Your objective | Copy out every line of the listing below with no changes.

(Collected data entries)

-=-=-=-=-

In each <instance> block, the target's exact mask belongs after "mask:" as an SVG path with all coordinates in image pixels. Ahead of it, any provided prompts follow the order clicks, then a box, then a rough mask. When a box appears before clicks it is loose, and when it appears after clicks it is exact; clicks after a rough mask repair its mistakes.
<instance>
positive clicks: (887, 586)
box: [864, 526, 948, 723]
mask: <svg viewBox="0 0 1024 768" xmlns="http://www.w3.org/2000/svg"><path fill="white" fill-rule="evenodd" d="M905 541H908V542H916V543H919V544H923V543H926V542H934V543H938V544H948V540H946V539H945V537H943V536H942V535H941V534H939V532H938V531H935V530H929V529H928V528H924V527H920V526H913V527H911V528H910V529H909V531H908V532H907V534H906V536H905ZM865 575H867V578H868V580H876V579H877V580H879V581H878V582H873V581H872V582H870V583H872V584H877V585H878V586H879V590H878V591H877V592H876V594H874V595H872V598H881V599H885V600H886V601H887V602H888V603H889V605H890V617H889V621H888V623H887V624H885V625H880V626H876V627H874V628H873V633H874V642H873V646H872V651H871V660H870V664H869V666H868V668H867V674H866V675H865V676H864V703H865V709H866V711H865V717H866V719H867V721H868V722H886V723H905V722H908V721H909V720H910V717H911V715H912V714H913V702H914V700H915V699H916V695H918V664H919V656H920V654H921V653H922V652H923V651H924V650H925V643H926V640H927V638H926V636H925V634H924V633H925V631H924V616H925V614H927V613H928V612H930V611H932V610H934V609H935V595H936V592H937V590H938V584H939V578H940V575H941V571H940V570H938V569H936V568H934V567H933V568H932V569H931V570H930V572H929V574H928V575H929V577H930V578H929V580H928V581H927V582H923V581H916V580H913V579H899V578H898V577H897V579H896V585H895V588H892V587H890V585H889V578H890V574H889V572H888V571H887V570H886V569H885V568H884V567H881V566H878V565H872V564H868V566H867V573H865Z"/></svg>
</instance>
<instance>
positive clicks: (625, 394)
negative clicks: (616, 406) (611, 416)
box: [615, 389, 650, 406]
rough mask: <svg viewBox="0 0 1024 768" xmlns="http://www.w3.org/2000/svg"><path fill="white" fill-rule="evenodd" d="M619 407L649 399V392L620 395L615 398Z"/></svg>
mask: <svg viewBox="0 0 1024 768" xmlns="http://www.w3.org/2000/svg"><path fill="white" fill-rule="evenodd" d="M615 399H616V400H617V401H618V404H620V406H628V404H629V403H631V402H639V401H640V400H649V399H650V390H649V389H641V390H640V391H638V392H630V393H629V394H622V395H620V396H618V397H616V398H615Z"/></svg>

-=-=-=-=-

Result for this exercise |
In each <instance> block, the target's exact mask belongs after "mask:" as an SVG path with all coordinates in image pixels. Ahead of it, any provided prompts follow the order clicks, then a box, then a rough mask. When a box appears before clicks it is loose, and when it appears after clicks it is exact; clicks after a rough mask repair its mistakes.
<instance>
positive clicks: (887, 586)
box: [864, 526, 948, 723]
mask: <svg viewBox="0 0 1024 768" xmlns="http://www.w3.org/2000/svg"><path fill="white" fill-rule="evenodd" d="M905 541H908V542H916V543H919V544H923V543H926V542H934V543H938V544H948V540H946V539H945V537H943V536H942V535H941V534H939V532H938V531H935V530H929V529H928V528H924V527H920V526H913V527H911V528H910V529H909V531H908V532H907V534H906V536H905ZM865 575H867V578H868V580H876V579H877V580H879V581H878V582H873V581H872V582H870V583H872V584H877V585H878V586H879V590H878V591H877V592H876V594H874V595H872V598H881V599H885V600H886V601H887V602H888V603H889V605H890V617H889V621H888V623H887V624H885V625H880V626H876V627H874V628H873V633H874V642H873V646H872V651H871V660H870V664H869V666H868V668H867V674H866V675H865V676H864V703H865V709H866V711H865V717H866V719H867V721H868V722H886V723H905V722H908V721H909V720H910V717H911V715H912V714H913V702H914V700H915V699H916V695H918V664H919V656H920V654H921V653H922V652H923V651H924V650H925V643H926V640H927V638H926V636H925V634H924V633H925V631H924V616H925V614H927V613H928V612H930V611H932V610H934V609H935V595H936V592H937V590H938V584H939V578H940V575H941V571H940V570H938V569H936V568H934V567H933V568H932V569H931V570H930V572H929V574H928V575H929V577H930V578H929V580H928V581H927V582H923V581H916V580H913V579H899V578H898V577H897V579H896V585H895V588H892V587H890V585H889V578H890V574H889V572H888V571H887V570H886V569H885V568H884V567H881V566H878V565H872V564H868V566H867V573H865Z"/></svg>
</instance>
<instance>
positive clicks: (625, 394)
negative clicks: (616, 406) (611, 416)
box: [615, 389, 650, 406]
rough mask: <svg viewBox="0 0 1024 768" xmlns="http://www.w3.org/2000/svg"><path fill="white" fill-rule="evenodd" d="M619 407L649 399V392L620 395L615 398Z"/></svg>
mask: <svg viewBox="0 0 1024 768" xmlns="http://www.w3.org/2000/svg"><path fill="white" fill-rule="evenodd" d="M615 399H616V400H617V401H618V404H620V406H628V404H629V403H631V402H639V401H640V400H649V399H650V390H649V389H641V390H640V391H638V392H630V393H629V394H622V395H620V396H618V397H616V398H615Z"/></svg>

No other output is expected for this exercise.